EXERCISE - Could you gather every line in the records below that contains the word "blue"? Uppercase and lowercase count as different.

(Point placement records)
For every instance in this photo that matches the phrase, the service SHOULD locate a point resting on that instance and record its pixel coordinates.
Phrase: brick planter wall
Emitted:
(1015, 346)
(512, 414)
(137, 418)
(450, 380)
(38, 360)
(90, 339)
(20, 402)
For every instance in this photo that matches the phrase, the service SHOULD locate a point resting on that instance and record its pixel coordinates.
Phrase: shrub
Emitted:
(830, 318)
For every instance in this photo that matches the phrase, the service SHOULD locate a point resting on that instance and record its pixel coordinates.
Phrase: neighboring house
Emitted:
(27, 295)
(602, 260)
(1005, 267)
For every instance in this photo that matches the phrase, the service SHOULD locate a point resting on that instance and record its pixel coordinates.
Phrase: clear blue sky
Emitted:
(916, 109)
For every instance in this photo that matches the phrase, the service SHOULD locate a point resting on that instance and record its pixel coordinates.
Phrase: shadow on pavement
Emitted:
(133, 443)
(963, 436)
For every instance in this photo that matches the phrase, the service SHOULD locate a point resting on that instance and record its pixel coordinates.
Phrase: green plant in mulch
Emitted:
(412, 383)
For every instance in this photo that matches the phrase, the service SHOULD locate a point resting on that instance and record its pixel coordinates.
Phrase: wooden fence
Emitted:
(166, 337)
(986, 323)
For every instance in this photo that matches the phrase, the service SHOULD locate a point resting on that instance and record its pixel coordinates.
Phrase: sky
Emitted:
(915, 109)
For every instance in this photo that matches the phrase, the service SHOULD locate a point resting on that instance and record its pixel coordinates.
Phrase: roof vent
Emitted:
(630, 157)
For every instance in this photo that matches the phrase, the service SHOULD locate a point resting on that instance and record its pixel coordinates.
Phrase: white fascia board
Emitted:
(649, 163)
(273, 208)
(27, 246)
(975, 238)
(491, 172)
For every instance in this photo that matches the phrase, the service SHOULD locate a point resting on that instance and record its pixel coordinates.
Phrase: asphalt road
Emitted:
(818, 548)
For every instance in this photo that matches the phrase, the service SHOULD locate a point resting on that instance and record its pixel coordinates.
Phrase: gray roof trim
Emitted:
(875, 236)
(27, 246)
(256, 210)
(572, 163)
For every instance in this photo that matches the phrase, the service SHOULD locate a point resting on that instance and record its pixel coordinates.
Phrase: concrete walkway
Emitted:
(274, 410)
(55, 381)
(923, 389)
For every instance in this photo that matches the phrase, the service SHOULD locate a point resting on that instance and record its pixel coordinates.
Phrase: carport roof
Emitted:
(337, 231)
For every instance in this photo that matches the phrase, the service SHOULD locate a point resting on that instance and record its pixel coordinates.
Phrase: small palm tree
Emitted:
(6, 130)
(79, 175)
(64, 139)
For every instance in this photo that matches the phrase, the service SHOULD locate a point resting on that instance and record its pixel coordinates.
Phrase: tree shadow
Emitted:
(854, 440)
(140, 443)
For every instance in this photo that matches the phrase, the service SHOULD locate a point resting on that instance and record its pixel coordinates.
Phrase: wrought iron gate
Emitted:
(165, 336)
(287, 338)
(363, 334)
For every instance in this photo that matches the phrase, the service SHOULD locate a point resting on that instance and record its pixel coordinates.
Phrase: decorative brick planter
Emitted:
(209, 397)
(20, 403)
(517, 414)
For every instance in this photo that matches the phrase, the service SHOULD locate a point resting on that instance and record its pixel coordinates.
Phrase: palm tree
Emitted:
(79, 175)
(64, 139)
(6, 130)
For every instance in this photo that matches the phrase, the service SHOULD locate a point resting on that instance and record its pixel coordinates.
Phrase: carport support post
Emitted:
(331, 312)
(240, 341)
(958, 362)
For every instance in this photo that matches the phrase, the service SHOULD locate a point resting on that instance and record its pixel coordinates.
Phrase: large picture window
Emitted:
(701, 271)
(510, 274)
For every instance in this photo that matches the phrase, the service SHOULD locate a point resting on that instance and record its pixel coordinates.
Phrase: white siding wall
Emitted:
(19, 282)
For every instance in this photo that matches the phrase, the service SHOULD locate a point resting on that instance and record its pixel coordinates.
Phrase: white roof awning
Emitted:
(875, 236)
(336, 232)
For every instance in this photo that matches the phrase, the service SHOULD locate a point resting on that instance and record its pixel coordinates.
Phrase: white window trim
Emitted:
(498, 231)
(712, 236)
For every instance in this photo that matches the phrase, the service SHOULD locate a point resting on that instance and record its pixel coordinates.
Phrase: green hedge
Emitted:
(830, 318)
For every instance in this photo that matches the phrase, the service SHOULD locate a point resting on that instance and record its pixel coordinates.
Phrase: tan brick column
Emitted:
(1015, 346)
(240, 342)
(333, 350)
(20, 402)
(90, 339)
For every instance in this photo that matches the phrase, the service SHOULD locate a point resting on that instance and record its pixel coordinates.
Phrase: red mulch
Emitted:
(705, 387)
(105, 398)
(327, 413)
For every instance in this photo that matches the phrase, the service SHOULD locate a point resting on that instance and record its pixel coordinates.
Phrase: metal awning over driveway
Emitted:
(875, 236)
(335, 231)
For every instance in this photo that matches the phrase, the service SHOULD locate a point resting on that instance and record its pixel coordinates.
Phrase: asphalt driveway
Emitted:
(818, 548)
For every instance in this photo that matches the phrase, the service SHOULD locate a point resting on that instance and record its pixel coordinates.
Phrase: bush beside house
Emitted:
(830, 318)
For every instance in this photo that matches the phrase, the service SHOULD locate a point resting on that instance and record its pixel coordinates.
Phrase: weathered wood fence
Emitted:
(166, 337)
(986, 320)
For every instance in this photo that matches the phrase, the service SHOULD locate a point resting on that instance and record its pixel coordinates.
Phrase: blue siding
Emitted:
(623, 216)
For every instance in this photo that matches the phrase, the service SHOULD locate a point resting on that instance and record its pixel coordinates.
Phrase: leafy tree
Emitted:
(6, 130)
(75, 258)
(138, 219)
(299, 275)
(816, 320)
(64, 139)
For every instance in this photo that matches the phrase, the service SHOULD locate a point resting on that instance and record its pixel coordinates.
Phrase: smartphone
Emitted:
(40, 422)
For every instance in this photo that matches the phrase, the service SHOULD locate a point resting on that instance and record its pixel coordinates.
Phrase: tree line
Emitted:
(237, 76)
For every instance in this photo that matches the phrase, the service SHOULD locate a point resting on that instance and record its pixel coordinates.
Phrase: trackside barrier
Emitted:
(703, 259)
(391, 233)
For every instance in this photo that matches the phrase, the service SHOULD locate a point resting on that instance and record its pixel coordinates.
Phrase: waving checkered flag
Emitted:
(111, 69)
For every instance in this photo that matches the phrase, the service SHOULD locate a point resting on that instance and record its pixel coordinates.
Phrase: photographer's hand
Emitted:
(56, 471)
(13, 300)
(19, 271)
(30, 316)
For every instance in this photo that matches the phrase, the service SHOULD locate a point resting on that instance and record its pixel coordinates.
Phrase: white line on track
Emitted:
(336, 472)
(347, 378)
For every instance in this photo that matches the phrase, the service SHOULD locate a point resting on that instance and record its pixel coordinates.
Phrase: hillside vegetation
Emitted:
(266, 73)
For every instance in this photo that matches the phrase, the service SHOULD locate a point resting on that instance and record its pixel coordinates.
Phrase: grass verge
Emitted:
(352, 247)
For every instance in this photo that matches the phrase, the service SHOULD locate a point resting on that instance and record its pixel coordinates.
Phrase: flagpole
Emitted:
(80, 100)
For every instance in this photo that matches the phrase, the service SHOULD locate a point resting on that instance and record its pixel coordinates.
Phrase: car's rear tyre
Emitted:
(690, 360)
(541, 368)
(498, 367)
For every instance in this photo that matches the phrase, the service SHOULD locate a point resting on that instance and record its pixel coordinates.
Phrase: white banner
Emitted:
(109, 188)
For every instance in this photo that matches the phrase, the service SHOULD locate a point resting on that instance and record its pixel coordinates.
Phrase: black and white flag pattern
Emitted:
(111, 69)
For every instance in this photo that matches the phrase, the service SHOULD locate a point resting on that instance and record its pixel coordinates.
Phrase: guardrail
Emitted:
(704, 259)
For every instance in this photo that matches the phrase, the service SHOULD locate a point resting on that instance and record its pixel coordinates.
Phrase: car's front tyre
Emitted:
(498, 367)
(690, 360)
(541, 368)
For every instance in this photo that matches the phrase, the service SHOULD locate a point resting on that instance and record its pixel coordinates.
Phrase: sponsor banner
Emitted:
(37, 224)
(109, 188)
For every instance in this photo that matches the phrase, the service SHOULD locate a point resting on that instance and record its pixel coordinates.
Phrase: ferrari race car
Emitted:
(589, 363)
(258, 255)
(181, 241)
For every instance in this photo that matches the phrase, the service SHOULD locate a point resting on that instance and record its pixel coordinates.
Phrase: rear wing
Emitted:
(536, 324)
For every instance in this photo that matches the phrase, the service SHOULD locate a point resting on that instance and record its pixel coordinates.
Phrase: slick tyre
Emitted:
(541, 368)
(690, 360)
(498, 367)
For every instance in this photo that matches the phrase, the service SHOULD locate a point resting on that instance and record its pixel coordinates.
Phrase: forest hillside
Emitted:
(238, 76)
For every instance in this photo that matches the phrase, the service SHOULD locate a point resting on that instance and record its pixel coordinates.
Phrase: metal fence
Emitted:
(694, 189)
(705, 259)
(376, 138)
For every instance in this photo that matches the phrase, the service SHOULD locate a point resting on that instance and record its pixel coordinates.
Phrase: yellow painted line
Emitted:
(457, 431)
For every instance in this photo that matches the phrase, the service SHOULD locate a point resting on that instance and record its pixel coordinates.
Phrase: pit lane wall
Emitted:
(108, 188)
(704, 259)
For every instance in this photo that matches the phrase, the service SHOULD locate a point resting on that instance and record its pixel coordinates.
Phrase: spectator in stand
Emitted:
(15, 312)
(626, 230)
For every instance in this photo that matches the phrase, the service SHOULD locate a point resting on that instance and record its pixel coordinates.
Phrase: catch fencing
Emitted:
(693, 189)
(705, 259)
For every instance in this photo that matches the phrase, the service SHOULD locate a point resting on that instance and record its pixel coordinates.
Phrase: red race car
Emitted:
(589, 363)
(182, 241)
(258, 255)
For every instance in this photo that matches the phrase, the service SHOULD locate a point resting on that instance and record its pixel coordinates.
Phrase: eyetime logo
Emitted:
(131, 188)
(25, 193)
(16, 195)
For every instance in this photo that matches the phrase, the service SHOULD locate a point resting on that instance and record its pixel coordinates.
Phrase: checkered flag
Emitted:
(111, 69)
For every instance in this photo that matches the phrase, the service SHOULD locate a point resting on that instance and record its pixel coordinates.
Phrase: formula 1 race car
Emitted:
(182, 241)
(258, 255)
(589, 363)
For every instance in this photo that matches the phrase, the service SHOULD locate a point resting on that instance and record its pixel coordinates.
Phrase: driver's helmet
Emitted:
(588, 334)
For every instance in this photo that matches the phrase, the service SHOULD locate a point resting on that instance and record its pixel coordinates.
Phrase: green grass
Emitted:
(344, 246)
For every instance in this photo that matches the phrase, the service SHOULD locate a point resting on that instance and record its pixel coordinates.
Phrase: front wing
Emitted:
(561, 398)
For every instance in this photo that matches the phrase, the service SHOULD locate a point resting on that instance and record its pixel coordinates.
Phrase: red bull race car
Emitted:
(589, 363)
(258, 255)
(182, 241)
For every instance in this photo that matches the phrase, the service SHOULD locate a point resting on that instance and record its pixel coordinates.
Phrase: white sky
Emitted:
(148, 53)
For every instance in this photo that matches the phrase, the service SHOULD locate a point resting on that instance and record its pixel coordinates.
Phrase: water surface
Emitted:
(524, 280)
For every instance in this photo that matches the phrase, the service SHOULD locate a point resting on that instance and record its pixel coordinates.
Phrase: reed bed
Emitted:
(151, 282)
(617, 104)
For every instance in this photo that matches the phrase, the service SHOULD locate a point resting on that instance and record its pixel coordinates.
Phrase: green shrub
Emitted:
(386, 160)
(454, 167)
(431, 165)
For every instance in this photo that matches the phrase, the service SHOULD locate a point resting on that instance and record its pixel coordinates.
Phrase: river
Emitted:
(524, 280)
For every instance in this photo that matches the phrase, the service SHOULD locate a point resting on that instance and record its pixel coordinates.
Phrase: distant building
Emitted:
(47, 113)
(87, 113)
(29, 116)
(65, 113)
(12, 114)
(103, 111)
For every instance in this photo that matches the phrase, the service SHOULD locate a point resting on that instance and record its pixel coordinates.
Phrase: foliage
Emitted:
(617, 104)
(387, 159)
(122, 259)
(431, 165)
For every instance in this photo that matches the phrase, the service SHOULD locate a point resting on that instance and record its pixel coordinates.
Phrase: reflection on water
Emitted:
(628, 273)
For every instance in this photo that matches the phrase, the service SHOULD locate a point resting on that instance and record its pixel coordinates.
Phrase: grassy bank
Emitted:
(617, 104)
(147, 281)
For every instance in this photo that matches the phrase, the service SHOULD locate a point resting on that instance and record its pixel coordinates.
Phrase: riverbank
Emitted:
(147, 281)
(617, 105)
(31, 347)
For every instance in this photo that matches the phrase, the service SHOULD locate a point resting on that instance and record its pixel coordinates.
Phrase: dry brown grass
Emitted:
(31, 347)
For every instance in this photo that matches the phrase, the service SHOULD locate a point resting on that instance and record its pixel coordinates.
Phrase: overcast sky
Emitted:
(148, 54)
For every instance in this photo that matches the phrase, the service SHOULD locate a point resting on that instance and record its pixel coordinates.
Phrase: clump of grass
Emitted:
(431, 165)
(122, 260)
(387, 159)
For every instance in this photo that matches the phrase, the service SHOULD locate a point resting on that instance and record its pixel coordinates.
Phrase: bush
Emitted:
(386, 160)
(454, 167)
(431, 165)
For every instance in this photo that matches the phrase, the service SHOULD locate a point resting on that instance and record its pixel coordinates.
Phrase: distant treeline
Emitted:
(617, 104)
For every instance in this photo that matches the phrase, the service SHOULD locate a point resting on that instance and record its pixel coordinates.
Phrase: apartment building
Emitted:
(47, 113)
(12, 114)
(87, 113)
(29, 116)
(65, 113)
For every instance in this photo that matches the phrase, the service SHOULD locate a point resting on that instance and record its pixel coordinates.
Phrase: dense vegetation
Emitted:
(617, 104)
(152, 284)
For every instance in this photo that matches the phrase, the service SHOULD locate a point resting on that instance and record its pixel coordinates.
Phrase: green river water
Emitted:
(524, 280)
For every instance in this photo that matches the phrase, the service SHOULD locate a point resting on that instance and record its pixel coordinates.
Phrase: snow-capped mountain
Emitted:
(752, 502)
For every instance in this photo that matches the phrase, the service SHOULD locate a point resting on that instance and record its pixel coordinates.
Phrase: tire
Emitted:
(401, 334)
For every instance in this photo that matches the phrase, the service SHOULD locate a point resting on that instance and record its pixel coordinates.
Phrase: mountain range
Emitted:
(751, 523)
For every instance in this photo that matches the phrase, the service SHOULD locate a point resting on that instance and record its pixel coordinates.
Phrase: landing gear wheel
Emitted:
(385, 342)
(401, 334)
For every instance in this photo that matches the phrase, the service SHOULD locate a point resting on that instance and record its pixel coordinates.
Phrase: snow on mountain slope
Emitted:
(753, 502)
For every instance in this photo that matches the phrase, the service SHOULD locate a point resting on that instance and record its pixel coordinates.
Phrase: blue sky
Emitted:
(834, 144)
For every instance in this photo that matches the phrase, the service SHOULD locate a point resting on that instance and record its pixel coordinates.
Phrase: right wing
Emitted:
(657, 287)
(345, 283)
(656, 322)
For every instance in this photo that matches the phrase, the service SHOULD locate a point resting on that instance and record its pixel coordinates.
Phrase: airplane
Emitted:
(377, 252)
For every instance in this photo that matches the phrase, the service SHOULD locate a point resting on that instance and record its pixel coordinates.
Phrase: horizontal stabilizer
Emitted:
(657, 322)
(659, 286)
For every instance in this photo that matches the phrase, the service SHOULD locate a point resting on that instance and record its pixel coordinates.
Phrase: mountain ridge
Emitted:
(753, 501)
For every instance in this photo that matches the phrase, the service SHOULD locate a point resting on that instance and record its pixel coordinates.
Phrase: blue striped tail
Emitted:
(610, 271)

WRITTEN SOLUTION -
Phrase: clear blue sky
Phrase: blue siding
Phrase: blue sky
Phrase: blue striped tail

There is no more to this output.